■ What you need to do
Take the material and output all of it exactly.

========

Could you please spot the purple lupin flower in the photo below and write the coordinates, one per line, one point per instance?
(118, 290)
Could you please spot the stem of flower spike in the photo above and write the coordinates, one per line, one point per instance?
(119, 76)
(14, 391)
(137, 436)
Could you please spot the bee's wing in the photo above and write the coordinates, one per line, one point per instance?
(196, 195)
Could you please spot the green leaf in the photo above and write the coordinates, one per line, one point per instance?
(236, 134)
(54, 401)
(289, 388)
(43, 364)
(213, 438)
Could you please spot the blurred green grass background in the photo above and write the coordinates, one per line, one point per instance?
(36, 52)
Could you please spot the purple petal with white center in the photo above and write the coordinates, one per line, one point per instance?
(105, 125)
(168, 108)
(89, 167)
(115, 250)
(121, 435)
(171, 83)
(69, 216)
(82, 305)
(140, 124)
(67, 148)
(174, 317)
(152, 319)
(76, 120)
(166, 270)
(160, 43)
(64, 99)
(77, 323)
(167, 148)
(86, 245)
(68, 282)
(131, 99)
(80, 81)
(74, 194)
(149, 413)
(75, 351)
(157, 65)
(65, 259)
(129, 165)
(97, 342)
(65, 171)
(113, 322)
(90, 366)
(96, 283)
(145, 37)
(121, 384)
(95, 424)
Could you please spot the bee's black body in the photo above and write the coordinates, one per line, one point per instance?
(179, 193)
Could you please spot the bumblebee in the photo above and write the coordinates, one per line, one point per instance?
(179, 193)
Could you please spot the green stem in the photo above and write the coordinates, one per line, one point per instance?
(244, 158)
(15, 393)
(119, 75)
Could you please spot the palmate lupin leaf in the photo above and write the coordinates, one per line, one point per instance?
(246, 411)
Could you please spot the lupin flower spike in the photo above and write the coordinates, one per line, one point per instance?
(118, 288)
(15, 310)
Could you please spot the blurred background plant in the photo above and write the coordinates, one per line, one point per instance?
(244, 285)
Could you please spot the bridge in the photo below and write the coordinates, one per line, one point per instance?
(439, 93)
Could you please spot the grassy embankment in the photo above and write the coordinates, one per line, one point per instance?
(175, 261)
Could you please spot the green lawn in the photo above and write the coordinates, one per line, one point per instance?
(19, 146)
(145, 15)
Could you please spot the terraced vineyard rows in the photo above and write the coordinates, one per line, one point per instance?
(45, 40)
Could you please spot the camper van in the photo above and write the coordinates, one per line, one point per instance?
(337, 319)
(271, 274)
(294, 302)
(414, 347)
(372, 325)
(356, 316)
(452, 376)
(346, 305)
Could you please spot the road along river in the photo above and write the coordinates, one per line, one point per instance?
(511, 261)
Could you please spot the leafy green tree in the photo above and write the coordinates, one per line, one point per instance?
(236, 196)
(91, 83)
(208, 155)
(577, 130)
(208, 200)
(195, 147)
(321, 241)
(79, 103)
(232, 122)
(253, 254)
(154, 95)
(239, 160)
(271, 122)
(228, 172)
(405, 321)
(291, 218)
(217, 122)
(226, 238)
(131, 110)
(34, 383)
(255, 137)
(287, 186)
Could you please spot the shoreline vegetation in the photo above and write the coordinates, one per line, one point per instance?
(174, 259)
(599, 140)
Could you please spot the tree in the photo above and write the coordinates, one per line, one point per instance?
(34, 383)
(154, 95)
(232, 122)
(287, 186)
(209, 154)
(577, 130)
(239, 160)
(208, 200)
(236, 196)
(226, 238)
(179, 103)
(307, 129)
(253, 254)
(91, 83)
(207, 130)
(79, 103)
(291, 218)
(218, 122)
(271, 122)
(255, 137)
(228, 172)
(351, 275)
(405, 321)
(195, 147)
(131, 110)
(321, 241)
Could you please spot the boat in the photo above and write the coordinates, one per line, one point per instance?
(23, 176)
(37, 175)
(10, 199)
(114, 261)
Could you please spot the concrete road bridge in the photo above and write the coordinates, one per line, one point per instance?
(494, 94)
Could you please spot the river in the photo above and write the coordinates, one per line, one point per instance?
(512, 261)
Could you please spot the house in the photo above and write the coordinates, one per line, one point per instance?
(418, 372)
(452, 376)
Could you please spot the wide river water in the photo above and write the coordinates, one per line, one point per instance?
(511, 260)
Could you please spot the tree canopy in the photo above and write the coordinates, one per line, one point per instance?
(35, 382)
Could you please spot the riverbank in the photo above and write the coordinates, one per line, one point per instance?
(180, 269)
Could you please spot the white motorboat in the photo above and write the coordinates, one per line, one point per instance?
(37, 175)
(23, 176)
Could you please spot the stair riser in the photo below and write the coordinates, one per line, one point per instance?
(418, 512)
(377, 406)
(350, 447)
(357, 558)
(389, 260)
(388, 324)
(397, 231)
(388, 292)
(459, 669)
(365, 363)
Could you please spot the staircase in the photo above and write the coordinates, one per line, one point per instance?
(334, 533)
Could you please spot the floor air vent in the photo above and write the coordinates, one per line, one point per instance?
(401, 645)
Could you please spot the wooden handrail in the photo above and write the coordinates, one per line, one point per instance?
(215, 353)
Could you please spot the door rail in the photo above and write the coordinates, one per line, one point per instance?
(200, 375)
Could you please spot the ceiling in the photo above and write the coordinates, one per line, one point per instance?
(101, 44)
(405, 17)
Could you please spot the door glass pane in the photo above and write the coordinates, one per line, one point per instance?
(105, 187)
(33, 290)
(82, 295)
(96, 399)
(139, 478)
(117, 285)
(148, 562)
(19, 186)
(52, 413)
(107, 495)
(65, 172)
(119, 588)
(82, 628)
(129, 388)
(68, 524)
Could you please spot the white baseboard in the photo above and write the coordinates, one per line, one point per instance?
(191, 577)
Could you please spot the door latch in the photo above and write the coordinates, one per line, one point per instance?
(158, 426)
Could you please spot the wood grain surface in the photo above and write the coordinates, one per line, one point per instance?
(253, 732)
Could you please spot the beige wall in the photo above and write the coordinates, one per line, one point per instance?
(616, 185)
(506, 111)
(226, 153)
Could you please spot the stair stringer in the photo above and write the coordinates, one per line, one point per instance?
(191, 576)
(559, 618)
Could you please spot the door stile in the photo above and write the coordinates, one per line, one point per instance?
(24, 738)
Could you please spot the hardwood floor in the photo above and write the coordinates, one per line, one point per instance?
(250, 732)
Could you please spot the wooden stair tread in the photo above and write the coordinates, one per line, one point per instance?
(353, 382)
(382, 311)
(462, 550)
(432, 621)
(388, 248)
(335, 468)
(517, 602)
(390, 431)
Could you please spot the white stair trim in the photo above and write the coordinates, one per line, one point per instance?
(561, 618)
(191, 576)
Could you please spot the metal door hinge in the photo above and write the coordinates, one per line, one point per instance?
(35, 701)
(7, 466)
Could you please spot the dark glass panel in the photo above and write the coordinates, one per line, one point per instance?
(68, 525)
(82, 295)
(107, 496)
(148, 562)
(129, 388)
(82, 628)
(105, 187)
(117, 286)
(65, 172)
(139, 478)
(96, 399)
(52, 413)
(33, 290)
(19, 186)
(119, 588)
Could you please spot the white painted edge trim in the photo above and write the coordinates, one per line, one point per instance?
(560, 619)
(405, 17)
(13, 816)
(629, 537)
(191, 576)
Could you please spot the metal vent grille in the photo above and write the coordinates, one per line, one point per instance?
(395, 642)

========

■ Solution to the problem
Could you please spot the purple lupin flower in the photo below and write the coordinates, one per line, one point per instance?
(118, 290)
Could you please spot the stem of flower spike in the photo above and write the coordinates, one per line, one point per instance?
(119, 76)
(14, 391)
(137, 436)
Could you please spot the bee's wing in the photo above and write the coordinates, one per line, one point per instance?
(196, 195)
Could you please spot the green leaf in the photo above and write the coordinates, one per line, one point per instance?
(236, 134)
(54, 401)
(289, 388)
(43, 364)
(213, 438)
Could you please spot the blurred green grass background in the photo above and write the coordinates, one per line, one point per instance?
(36, 52)
Could you please spot the purple petal with white center in the photo above and write the coordinates, one per line, one point per instance?
(105, 125)
(168, 108)
(89, 167)
(115, 250)
(121, 435)
(171, 83)
(69, 216)
(82, 305)
(140, 124)
(67, 148)
(174, 317)
(152, 319)
(76, 120)
(166, 270)
(160, 43)
(64, 99)
(77, 323)
(167, 148)
(86, 245)
(68, 282)
(131, 99)
(80, 81)
(74, 194)
(149, 413)
(75, 351)
(157, 65)
(65, 259)
(129, 165)
(97, 342)
(65, 171)
(113, 322)
(90, 366)
(96, 283)
(145, 37)
(121, 384)
(95, 424)
Could you please spot the bee's black body in the photo above and write the coordinates, one per line, one point per instance?
(179, 193)
Could you please spot the bumblebee in the photo above and write the coordinates, one per line, one point per instance?
(179, 193)
Could you please spot the green stem in the photo above and write the coordinates, one per line, one point per instance?
(244, 158)
(15, 393)
(119, 75)
Could you please spot the palmate lupin leaf in the photo above and write the coordinates, one per line, one point per instance?
(246, 411)
Could you please spot the lupin flower spike in the photo above and write the coordinates, one per line, one point per instance?
(118, 288)
(15, 310)
Could you please spot the blurred background plant in the photo above and write the coordinates, one per line, one point per instance?
(244, 285)
Could you please spot the bridge in the photo below and write the coordinates, one per line, one point per instance?
(439, 93)
Could you please spot the grassy embankment in the photo above and write the coordinates, one per line, one point per instance?
(175, 261)
Could you please spot the green lawn in the photo above and write the coordinates, one per line, one point per instance?
(19, 146)
(145, 15)
Could you please spot the terraced vineyard rows in the photo above and write the coordinates, one per line, one point per instance?
(45, 40)
Could you please spot the camper van in the photo above and write the coordinates, one per line, one point per instance?
(337, 319)
(271, 274)
(294, 302)
(414, 347)
(372, 325)
(356, 316)
(452, 376)
(346, 305)
Could you please spot the road along river in the photo above and write the coordinates, one per line, one point per instance?
(511, 261)
Could you please spot the leafy green tree in the photo above and write the coordinates, one per line, one point per instance?
(236, 196)
(91, 83)
(208, 155)
(577, 130)
(208, 200)
(195, 147)
(321, 241)
(79, 103)
(232, 122)
(253, 254)
(154, 95)
(239, 160)
(271, 122)
(228, 172)
(405, 321)
(291, 218)
(217, 122)
(226, 238)
(131, 110)
(34, 383)
(255, 137)
(287, 186)
Could you please spot the shoreline vegetation in the photo above and write the coordinates, one per line, one point per instance?
(174, 259)
(599, 140)
Could you please spot the tree in the photo above and write the coordinates, one per line, one point per instance?
(34, 383)
(154, 95)
(232, 122)
(287, 186)
(209, 154)
(577, 130)
(239, 160)
(208, 200)
(236, 196)
(226, 238)
(179, 103)
(307, 129)
(253, 254)
(91, 83)
(207, 130)
(79, 103)
(291, 218)
(218, 122)
(271, 122)
(255, 137)
(228, 172)
(351, 275)
(405, 321)
(195, 147)
(131, 110)
(321, 241)
Could you please spot the boat in the photo above and write the coordinates, one per line, one point per instance?
(23, 176)
(37, 175)
(10, 199)
(114, 261)
Could you please spot the concrete road bridge in the photo above and write the coordinates, one per line, one point per instance?
(494, 94)
Could you please spot the river in the photo above and write the coordinates, one per line, one point per instance?
(512, 261)
Could you please spot the house in the photo above and write the coordinates, one per line, one point per instance?
(418, 372)
(452, 376)
Could you please spot the wide river water in the photo above and write the coordinates, one per line, one point per instance?
(511, 260)
Could you please spot the tree canopy in the photo above and write the coordinates, one per line, one point per instance?
(35, 382)
Could you please spot the riverbank in the photo above and write the coordinates, one per line, one point per instance?
(180, 269)
Could you please spot the white motorboat in the photo above and write the coordinates, one per line, one point per instance?
(37, 175)
(23, 176)
Could you please spot the stair riser in the photo below and write the coordinates, one per line, one point per instance?
(418, 512)
(377, 406)
(350, 447)
(357, 558)
(389, 260)
(388, 324)
(397, 231)
(388, 292)
(459, 669)
(365, 363)
Could you please spot the staircase in the photo above and write the coordinates, one per line, one point per instance?
(334, 533)
Could you please spot the floor air vent in the photo above and write the coordinates, one per line, one point per instance?
(401, 645)
Could you please spot the wooden handrail in the photo above and write the coordinates, one per line, one point per instance?
(215, 353)
Could you please spot the door rail in the photo above and write the coordinates, one per line, one point per instance?
(200, 375)
Could you please spot the ceiling in the photo above and write the coordinates, one per line, one point per instance?
(101, 44)
(405, 17)
Could you please spot the door glass pane in the photo above and write the coordinates, one per line, one point per instance?
(105, 187)
(33, 290)
(82, 295)
(96, 399)
(139, 478)
(117, 285)
(148, 562)
(19, 186)
(52, 413)
(107, 495)
(65, 172)
(119, 588)
(82, 628)
(129, 388)
(68, 524)
Could you please spot the white baseboard in the photo above and write the coordinates, one per line, one point per instance?
(191, 577)
Could you please spot the door latch in the photo above and write the coordinates, one per line, one point per instance?
(158, 426)
Could you please spot the wood grain surface in the photo above and write the coordinates, one per line, one point per instance?
(253, 732)
Could you please spot the beige wall in the photo above and write the coordinates, one per line, one point per instance?
(616, 185)
(506, 111)
(226, 153)
Could you please spot the stair stringer in the photo above and write the coordinates, one per line, one point per instance?
(191, 576)
(559, 618)
Could you please spot the door stile in the photo above and write the coordinates, one per line, one point per instance?
(24, 738)
Could you please spot the hardwood floor in the photo above and write the coordinates, one per line, one point per instance?
(250, 732)
Could you please spot the wooden stair tread in the photo above and write the coordinates, one per line, one point per instance?
(353, 382)
(382, 311)
(462, 550)
(432, 621)
(388, 248)
(335, 468)
(517, 602)
(390, 431)
Could you please spot the white stair trim in the photo above and write the coordinates, one per line, one point per instance?
(561, 618)
(191, 576)
Could you please spot the metal door hinge in the photo above and write the coordinates, one per line, one point per instance?
(35, 701)
(7, 466)
Could you please spot the dark glass panel in the photo above and write the coordinates, one per line, one point per instance?
(68, 525)
(82, 295)
(107, 496)
(148, 562)
(129, 388)
(82, 628)
(105, 187)
(117, 286)
(65, 172)
(139, 478)
(96, 399)
(52, 413)
(33, 290)
(19, 186)
(119, 588)
Could you please spot the white painted edge trim in the photo above and write the coordinates, one per line, one point per instance?
(560, 619)
(405, 17)
(13, 816)
(629, 537)
(191, 576)
Could you please spot the metal vent grille in the photo above and write the coordinates, one per line, one point per instance?
(395, 642)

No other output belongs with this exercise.